** START SUPPLIED DATA **
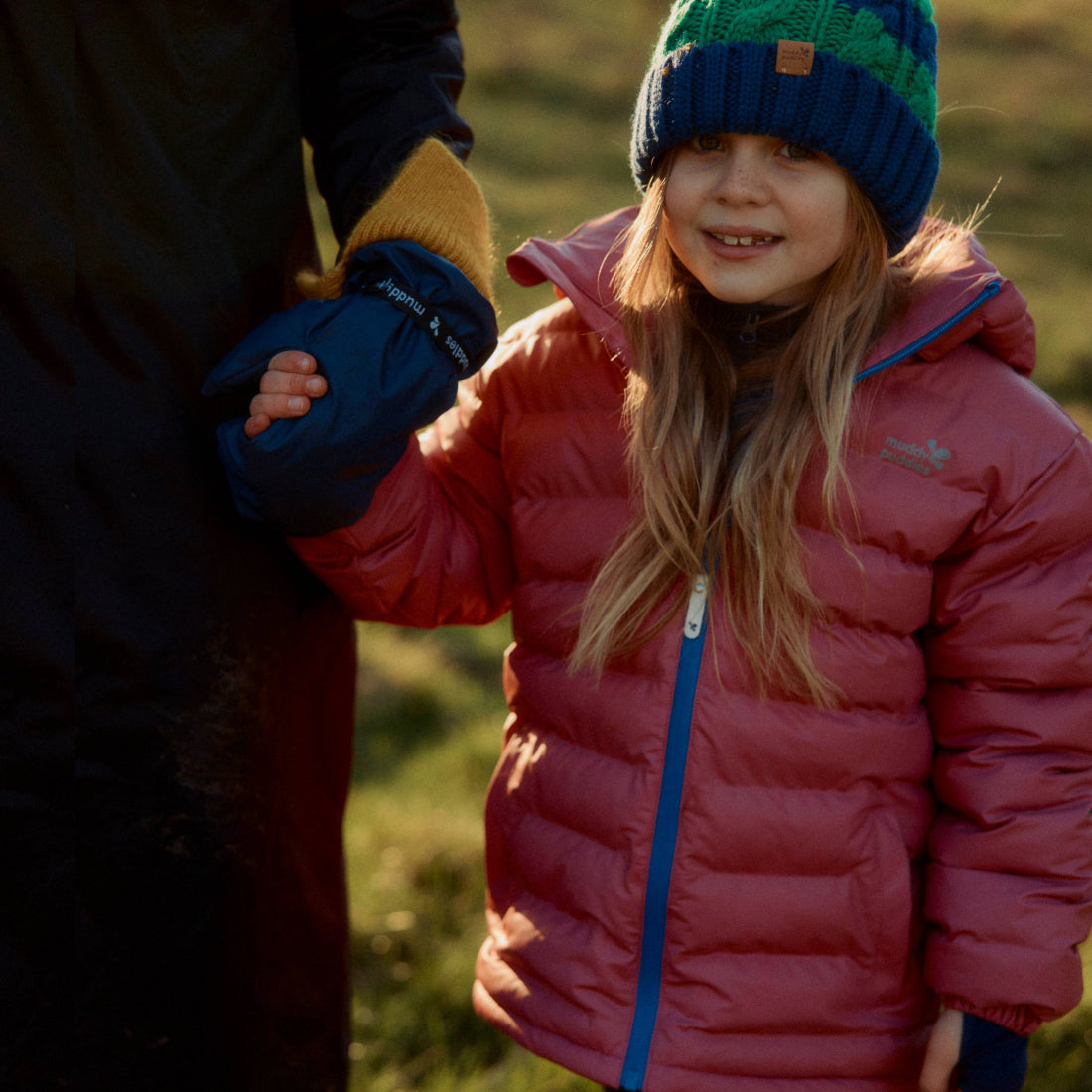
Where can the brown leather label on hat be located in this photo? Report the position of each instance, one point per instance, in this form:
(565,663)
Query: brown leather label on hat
(795,58)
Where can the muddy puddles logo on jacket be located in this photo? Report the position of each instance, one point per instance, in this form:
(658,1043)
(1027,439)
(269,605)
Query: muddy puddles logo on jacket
(924,459)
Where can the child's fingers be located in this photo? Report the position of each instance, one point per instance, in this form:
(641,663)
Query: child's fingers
(280,382)
(294,361)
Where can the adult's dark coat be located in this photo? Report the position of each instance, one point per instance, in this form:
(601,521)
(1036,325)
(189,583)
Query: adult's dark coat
(179,663)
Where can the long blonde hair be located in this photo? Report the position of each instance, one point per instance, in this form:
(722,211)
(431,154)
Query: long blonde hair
(710,503)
** END SUPPLIED DATA **
- JOB -
Repeat exactly, and only, the lines from the one containing "Where can the muddy" through the end of the material.

- EXERCISE SOLUTION -
Where can the muddy puddles logo on jacket be located in this photo? Report the position of each instance, one point per instance, in this form:
(658,1043)
(1027,439)
(269,605)
Query: muddy puddles logo on jacket
(924,459)
Where can the child's fingers be located in this photo? Report the position of each instance, one point per instance, in this form:
(641,663)
Query: child's fingers
(280,382)
(294,361)
Where can the adult's dark coat be located in this photo? Report the position of each instance, one point per instance, in this form:
(601,521)
(1036,325)
(189,583)
Query: adult's dark coat
(179,663)
Where can the long blonde hair be located in this photo? Report the position of each instance, one point per instance, in this form:
(722,211)
(431,154)
Query: long blonde hair
(710,503)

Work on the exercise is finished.